• STATED PROBLEM
Copy out everything in the material from the line containing "Spot the frog's mouth" down to the line containing "17,91,106,154", both ends included and requests kept, shifting every number in the answer coordinates by -81. Leave the requests, including their sample coordinates, as they are.
------ EXCERPTED DATA
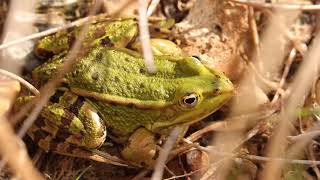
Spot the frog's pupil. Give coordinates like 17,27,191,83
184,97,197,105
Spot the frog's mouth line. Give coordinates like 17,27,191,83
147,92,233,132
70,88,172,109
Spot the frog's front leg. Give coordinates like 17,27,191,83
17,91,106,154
------------
------ EXCERPTED DATA
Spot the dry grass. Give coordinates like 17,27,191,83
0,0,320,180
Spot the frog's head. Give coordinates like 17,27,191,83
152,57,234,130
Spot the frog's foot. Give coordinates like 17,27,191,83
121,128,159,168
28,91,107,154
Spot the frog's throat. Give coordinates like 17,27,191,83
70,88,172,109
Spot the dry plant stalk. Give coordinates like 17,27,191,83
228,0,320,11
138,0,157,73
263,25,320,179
------------
------ EXCERPTED DATA
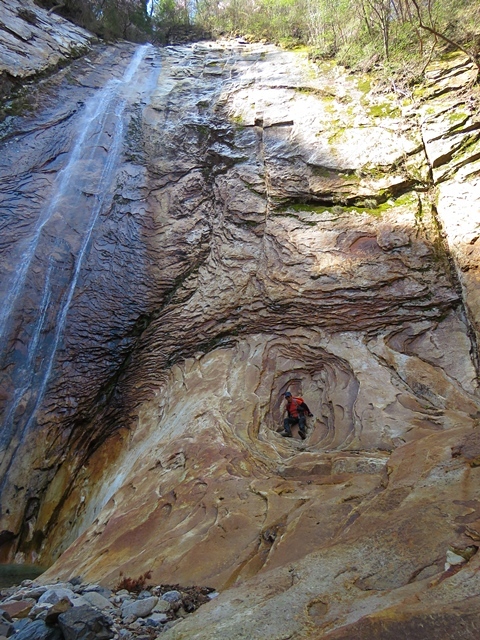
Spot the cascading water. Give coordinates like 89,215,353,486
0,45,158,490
------------
• OUTPUT FOR THIS EXERCISE
Spot the frog's mouth line. Give coordinates like 17,27,191,83
66,11,152,51
-11,7,91,28
Spot the frog's front leg. Give coordinates like 17,27,191,83
-64,10,25,73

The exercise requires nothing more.